— Start AVAILABLE RECORDS —
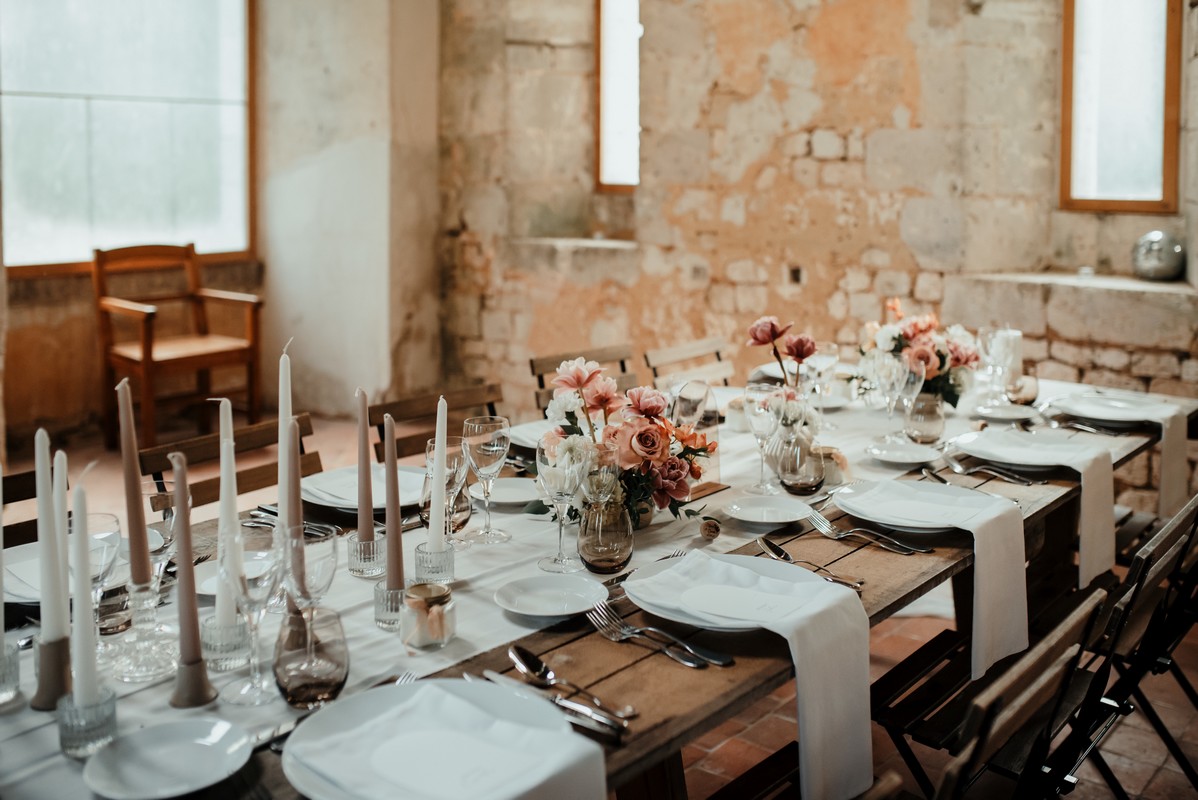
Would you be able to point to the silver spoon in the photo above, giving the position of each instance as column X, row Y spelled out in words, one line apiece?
column 538, row 673
column 774, row 550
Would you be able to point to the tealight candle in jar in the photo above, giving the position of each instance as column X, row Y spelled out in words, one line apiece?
column 429, row 619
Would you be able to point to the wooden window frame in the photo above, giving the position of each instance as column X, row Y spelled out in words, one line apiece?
column 38, row 271
column 1169, row 161
column 600, row 187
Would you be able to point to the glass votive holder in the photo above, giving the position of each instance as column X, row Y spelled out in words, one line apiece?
column 388, row 606
column 10, row 672
column 431, row 565
column 429, row 619
column 224, row 647
column 368, row 558
column 84, row 729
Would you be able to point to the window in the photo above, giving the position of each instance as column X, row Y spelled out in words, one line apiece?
column 618, row 92
column 122, row 122
column 1120, row 105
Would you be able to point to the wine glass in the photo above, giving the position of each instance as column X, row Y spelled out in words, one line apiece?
column 455, row 478
column 104, row 532
column 823, row 365
column 253, row 565
column 486, row 440
column 763, row 420
column 560, row 471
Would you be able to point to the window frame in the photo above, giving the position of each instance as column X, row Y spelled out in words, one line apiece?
column 600, row 187
column 1172, row 132
column 35, row 271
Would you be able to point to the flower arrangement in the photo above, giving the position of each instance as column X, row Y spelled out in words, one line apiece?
column 657, row 460
column 945, row 353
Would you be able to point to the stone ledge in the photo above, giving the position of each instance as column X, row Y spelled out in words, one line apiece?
column 581, row 260
column 1064, row 305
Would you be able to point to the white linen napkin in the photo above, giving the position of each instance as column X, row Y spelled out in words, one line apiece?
column 440, row 746
column 829, row 638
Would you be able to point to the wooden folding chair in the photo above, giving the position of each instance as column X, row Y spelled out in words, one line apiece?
column 695, row 361
column 544, row 368
column 164, row 349
column 416, row 416
column 204, row 449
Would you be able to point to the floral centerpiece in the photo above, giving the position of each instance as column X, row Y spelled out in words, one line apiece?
column 657, row 460
column 945, row 353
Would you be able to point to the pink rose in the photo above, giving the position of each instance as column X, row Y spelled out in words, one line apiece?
column 766, row 331
column 670, row 482
column 641, row 441
column 604, row 395
column 799, row 347
column 646, row 401
column 575, row 375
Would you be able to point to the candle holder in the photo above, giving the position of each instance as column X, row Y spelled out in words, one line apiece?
column 388, row 607
column 224, row 647
column 431, row 565
column 84, row 729
column 368, row 558
column 145, row 654
column 53, row 673
column 10, row 672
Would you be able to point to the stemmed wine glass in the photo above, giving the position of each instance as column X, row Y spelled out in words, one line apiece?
column 455, row 478
column 486, row 440
column 310, row 562
column 560, row 472
column 253, row 565
column 104, row 532
column 763, row 422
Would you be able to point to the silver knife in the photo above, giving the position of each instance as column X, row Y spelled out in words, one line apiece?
column 574, row 708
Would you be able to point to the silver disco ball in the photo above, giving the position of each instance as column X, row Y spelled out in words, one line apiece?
column 1159, row 255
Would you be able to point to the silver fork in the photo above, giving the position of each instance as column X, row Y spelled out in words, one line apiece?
column 824, row 526
column 613, row 632
column 618, row 623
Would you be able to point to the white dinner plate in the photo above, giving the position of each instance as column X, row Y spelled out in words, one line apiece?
column 903, row 454
column 527, row 435
column 338, row 489
column 550, row 595
column 350, row 713
column 912, row 505
column 164, row 761
column 766, row 567
column 1111, row 408
column 776, row 508
column 1005, row 413
column 508, row 491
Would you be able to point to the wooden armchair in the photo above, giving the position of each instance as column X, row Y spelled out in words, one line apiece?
column 678, row 364
column 157, row 353
column 203, row 449
column 416, row 416
column 545, row 365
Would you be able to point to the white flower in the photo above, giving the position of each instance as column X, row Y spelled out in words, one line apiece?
column 563, row 404
column 887, row 337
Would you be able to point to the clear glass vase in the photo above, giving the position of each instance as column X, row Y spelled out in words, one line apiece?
column 605, row 537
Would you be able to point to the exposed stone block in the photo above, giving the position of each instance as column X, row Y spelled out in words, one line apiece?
column 827, row 145
column 930, row 286
column 1155, row 365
— End AVAILABLE RECORDS —
### TASK
Rewrite all of these lines, putting "one per line" wherever "one line apiece" appears and keeping everything else the same. Leave the pictures out of your answer.

### RESPONSE TO THE EXERCISE
Would you be able to point to the silver spoon in the photo above, giving the position of each instance as column X, row Y spelled out in words, one per line?
column 538, row 673
column 774, row 550
Would you be able to point to the tealight candle in jar in the photo above, giving the position of each instance as column X, row Y spelled out in words, one per line?
column 429, row 619
Would you be able to point to the wooden window frame in the photo above, giving the position of each instance as column X, row Y spelled out in words, one per line?
column 38, row 271
column 1169, row 161
column 600, row 187
Would you be able to point to the glass votive holder in the photo above, giving the position of each instance as column X, row Y spelled out in words, one per line?
column 388, row 606
column 10, row 672
column 431, row 565
column 429, row 619
column 224, row 647
column 368, row 558
column 84, row 729
Would you be able to point to the window in the photo above, giving the position of each instance as column X, row Y spelled out in words, one per line?
column 618, row 92
column 122, row 122
column 1120, row 105
Would you be able to point to the wine glass in the photo above, giving the position of each instance as column X, row Y spelled out in words, one per line?
column 455, row 478
column 104, row 532
column 823, row 365
column 253, row 565
column 486, row 440
column 763, row 420
column 560, row 471
Would you be able to point to the window frame in the photo above, giving the position of each instance as column X, row Y spelled out in words, one per line?
column 600, row 187
column 1172, row 132
column 35, row 271
Would you be able to point to the flower arrangement in the photo above, giving the position of each instance as column X, row Y spelled out in words, one per line?
column 657, row 460
column 945, row 353
Would you be able to point to the stone ledge in the photo above, giving the position of each instance as column X, row Y spelled out in words, one per line?
column 581, row 260
column 1064, row 305
Would you be able to point to the white linen napkin in the photo above, giving the position of each instance as column X, row Y spelled out in words, one per line?
column 440, row 746
column 829, row 638
Would you be able to point to the wooden folding chair in the photo above, giving the position of each instance as column X, row Y spelled out in words, one per line?
column 695, row 361
column 544, row 368
column 164, row 349
column 416, row 416
column 204, row 449
Would you be able to point to the floral centerpiece in the photo above, giving the position of each instance as column X, row Y spelled out in words, one per line?
column 657, row 460
column 945, row 353
Would you be able to point to the pink rose in the photo above, giving the position of each instance as column X, row Y spelled out in words, one per line?
column 766, row 331
column 670, row 482
column 641, row 441
column 604, row 395
column 799, row 347
column 646, row 401
column 575, row 375
Would you be able to point to the candle holder in the photo above, giving the position of each instance as column X, row Y spelled out in words, one per line?
column 388, row 607
column 224, row 647
column 431, row 565
column 84, row 729
column 368, row 558
column 145, row 654
column 53, row 673
column 10, row 672
Would you be able to point to the stemmed wine glass in the photo above, giving the position of each instance as column X, row Y spelled out in words, one per line?
column 455, row 478
column 486, row 440
column 310, row 562
column 560, row 472
column 253, row 565
column 104, row 532
column 763, row 422
Would you be able to point to the silver knife in the photo above, giving the position of each instance as column X, row Y spelled out in words, one per line?
column 574, row 708
Would you be able to point to the silver disco ball in the photo above, giving the position of each instance as column X, row Y spelled out in words, one per line?
column 1159, row 255
Would you be able to point to the silver fork in the photo above, giving the position of each instance as column X, row Y spelled out in words, one per line?
column 824, row 526
column 613, row 632
column 618, row 623
Would you be able to point to the white dinner plate in the photo above, giving the position of each instance as column X, row Y spelled out in words, one per line?
column 903, row 454
column 527, row 435
column 338, row 489
column 550, row 595
column 350, row 713
column 912, row 505
column 164, row 761
column 766, row 567
column 1111, row 408
column 776, row 508
column 1005, row 413
column 508, row 491
Would you be able to point to the wooden armchair in the photo above, giving the position of each instance as column X, row Y spelled out in words, one per line?
column 678, row 364
column 157, row 353
column 203, row 449
column 416, row 416
column 545, row 365
Would you be able to point to the white flower in the photo above, giving the position of each instance as column X, row Y spelled out in words, one per line?
column 563, row 404
column 887, row 337
Would you be able to point to the clear glass vase in the photo above, giving the position of each instance as column X, row Y spelled out in words, one per line?
column 605, row 537
Would you be able to point to the exposed stone block in the photo above, giving the position of each instance as column X, row Y spelled out in words, one per line?
column 827, row 145
column 930, row 286
column 1155, row 365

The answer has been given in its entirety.